It gets a whole lot more complicated when you want to deal with multiple operations like "4+5*6".
If you are trying to build a calculator then I'd surgest passing each section of the calculation separatly (each number or operator) rather than as a single string.
You might have a look at the Symja framework:
ExprEvaluator util = new ExprEvaluator();
IExpr result = util.evaluate("10-40");
System.out.println(result.toString()); // -> "-30"
Take note that definitively more complex expressions can be evaluated:
// D(...) gives the derivative of the function Sin(x)*Cos(x)
IAST function = D(Times(Sin(x), Cos(x)), x);
IExpr result = util.evaluate(function);
// print: Cos(x)^2-Sin(x)^2
package ExpressionCalculator.expressioncalculator;
import java.text.DecimalFormat;
import java.util.Scanner;
public class ExpressionCalculator {
private static String addSpaces(String exp){
//Add space padding to operands.

EXERCISE DETAILS:
Answer these questions about the thread on evaluating expressions in Java:
(a) Which framework does the thread suggest looking at?
(b) What result does the code comment give for evaluating "10-40"?
(c) What does the comment say is printed for the derivative of Sin(x)*Cos(x)?

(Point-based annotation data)

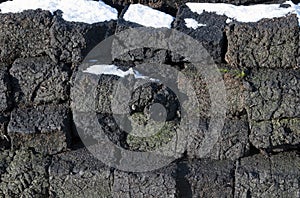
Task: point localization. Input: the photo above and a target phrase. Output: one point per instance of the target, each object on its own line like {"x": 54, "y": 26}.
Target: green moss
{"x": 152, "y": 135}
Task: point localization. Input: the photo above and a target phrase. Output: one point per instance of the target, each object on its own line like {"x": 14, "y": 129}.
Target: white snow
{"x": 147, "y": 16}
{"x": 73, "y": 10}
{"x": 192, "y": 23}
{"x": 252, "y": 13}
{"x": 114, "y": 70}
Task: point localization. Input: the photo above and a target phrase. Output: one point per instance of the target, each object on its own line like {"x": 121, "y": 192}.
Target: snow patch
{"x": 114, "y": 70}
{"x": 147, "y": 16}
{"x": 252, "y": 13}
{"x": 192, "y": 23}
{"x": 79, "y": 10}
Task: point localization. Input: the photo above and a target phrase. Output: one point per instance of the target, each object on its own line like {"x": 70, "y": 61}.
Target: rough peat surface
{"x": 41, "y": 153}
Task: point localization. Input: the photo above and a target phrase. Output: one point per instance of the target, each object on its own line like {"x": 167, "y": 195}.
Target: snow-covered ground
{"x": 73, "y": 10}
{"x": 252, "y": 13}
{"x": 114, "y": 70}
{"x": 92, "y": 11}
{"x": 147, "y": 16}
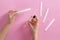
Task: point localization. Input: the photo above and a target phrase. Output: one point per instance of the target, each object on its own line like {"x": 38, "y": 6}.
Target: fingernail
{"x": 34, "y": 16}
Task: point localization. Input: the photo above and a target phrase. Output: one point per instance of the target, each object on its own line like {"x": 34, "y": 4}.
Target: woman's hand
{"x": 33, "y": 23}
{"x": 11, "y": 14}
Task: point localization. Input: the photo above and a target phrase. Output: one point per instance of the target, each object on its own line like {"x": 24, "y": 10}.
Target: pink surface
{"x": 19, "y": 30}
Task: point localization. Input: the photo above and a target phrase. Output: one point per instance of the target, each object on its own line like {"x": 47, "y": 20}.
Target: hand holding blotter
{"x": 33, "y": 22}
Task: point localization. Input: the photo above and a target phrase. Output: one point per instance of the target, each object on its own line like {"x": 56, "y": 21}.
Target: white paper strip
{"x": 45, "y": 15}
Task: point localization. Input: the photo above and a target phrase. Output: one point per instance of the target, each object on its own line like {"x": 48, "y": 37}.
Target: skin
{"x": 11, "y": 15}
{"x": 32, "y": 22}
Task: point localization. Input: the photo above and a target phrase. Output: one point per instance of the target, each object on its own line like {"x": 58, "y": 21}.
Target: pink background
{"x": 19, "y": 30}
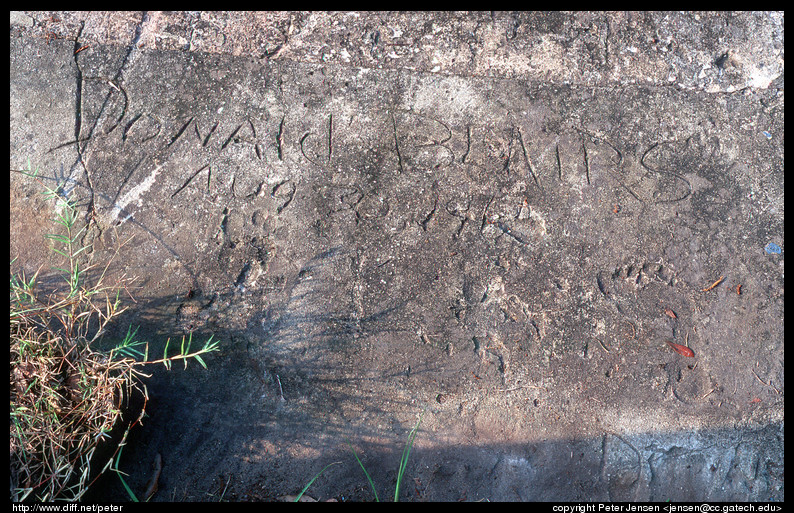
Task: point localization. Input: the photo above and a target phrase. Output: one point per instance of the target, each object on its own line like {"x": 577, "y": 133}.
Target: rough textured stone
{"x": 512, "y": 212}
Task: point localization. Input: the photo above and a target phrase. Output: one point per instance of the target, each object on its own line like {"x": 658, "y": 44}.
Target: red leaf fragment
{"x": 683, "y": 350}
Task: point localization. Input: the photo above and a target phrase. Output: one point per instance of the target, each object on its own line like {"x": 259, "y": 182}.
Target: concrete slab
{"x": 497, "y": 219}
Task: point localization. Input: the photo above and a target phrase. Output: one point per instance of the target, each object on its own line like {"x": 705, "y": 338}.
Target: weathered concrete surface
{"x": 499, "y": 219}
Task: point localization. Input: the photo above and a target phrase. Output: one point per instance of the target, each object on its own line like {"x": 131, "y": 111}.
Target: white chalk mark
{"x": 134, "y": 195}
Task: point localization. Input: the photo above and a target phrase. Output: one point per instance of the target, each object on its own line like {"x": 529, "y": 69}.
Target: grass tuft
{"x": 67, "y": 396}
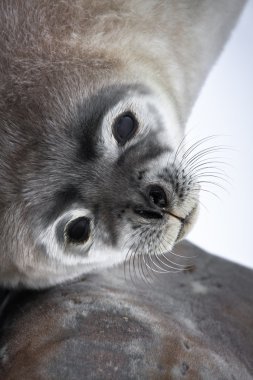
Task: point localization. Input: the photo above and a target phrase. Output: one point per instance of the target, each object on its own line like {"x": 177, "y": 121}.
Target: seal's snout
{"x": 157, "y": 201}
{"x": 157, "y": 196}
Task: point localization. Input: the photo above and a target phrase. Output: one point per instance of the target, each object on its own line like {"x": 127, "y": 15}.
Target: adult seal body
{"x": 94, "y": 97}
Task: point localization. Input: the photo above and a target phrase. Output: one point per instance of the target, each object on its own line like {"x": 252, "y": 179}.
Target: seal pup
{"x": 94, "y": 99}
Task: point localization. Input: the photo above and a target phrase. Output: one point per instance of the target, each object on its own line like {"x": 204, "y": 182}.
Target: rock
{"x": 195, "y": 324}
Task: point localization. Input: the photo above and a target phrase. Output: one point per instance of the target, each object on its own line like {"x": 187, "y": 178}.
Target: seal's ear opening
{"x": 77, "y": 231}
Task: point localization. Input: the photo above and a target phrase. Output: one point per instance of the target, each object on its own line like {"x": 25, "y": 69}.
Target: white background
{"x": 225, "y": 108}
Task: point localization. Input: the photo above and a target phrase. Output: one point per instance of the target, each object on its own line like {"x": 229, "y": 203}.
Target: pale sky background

==

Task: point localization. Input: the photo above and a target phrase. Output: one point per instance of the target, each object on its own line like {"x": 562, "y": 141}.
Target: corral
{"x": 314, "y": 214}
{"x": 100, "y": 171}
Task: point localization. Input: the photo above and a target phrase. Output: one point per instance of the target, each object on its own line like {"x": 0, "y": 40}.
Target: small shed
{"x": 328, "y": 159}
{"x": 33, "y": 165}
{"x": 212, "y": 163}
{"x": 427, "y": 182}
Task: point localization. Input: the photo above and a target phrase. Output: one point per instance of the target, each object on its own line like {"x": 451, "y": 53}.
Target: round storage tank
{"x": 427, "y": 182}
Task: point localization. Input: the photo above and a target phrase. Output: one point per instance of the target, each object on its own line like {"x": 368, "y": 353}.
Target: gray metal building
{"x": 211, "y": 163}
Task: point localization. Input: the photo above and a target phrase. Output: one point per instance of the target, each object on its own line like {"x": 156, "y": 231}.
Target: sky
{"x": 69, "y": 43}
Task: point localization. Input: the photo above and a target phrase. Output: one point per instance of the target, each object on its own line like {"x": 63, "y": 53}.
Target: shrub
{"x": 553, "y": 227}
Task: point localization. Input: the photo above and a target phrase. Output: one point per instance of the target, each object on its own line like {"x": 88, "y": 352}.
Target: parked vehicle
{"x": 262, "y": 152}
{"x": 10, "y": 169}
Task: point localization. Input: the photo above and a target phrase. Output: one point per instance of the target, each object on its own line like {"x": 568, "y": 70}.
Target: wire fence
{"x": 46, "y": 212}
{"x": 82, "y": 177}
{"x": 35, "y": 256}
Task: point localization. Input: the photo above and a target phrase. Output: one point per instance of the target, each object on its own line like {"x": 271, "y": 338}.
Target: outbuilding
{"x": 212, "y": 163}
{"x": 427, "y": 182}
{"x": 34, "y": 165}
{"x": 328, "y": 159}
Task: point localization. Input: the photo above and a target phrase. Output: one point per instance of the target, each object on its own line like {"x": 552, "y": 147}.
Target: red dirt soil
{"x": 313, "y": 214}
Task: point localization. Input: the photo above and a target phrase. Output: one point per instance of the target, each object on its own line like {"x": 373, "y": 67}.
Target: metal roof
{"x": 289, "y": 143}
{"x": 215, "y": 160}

==

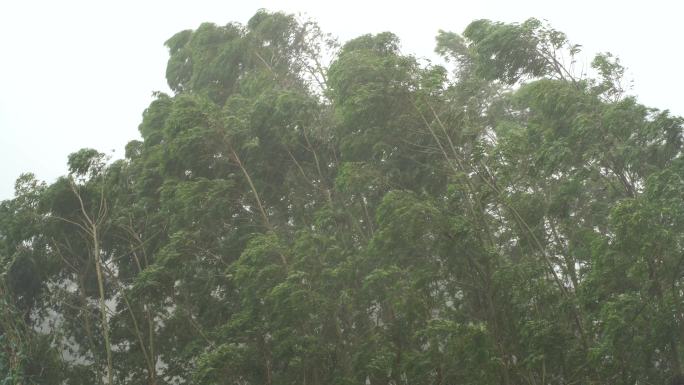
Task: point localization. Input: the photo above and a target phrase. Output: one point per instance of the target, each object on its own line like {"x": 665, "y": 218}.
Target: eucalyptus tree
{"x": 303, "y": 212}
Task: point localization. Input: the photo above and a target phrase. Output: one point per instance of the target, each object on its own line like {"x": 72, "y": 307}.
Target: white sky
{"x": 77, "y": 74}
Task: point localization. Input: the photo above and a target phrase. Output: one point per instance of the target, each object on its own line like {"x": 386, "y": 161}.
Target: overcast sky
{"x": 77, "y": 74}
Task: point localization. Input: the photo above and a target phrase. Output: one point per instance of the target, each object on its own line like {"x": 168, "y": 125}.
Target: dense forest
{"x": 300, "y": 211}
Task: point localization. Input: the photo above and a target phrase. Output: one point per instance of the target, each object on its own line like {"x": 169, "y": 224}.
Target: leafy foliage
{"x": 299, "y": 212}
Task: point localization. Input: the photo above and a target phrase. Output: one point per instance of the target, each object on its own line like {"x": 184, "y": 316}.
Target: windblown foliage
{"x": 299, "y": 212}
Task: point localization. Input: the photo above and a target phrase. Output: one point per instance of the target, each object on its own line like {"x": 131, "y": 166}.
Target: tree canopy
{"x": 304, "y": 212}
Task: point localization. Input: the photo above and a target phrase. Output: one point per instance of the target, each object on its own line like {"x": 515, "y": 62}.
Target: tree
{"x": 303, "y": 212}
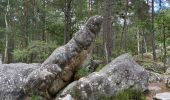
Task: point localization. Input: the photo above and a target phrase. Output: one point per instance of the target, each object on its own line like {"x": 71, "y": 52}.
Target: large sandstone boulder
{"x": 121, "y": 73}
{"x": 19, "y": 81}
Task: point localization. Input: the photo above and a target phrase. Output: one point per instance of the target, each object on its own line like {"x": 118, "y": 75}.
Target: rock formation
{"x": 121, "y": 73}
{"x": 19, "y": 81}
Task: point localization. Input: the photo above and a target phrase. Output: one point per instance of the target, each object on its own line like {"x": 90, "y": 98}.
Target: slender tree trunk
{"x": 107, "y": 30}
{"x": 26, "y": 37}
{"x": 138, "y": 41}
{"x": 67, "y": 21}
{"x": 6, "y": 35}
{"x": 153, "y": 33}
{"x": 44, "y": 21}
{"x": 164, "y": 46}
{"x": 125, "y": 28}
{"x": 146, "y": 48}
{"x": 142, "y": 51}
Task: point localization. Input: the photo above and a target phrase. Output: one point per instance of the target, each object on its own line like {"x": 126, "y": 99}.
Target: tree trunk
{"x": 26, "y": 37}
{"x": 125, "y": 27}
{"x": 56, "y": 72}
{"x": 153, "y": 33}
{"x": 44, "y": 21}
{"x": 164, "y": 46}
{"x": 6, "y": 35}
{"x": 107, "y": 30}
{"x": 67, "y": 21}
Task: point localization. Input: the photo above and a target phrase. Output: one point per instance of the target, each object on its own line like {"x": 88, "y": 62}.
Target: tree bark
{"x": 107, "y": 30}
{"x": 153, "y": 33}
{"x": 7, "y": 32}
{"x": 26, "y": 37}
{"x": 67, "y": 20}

ANSWER TO THIS PROBLEM:
(a) The Symja framework.
(b) -30
(c) Cos(x)^2-Sin(x)^2